[Work to complete] Put every line of the entries below into a JSON list of strings, one string per line, and leave out any blank lines.

[Extracted material]
****************

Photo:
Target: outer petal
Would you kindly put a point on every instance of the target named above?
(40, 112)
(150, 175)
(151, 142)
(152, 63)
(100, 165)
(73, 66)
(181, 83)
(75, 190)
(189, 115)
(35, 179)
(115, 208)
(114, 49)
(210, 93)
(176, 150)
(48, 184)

****************

[Exercise solution]
[
  "Photo:",
  "Target: outer petal",
  "Would you kindly put a point on every instance of the target named above?",
  "(40, 112)",
  "(150, 175)",
  "(151, 142)",
  "(152, 63)",
  "(100, 165)",
  "(73, 66)",
  "(181, 83)",
  "(75, 190)",
  "(189, 115)",
  "(35, 179)",
  "(115, 208)",
  "(114, 49)",
  "(210, 93)",
  "(176, 150)",
  "(48, 184)"
]